ROWS ▸
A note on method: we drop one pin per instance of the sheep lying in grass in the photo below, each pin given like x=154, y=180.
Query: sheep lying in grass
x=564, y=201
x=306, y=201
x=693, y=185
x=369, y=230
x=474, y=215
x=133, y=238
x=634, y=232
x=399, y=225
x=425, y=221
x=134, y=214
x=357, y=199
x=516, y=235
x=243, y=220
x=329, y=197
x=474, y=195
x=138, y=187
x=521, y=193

---

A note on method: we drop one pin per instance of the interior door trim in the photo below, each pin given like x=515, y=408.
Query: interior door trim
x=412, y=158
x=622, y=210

WORK REQUIRED ▸
Reproduce the rows character for character, starting at the line with "like x=154, y=180." and ending at the line with "x=521, y=193", both lines included.

TASK ANSWER ▸
A note on method: we drop one pin per instance of the sheep lying in grass in the photo below, each pin given like x=154, y=180.
Query: sheep lying in grass
x=564, y=201
x=306, y=201
x=693, y=185
x=369, y=230
x=474, y=215
x=133, y=238
x=634, y=232
x=399, y=225
x=425, y=221
x=134, y=214
x=357, y=199
x=516, y=235
x=243, y=220
x=329, y=197
x=474, y=195
x=138, y=187
x=521, y=193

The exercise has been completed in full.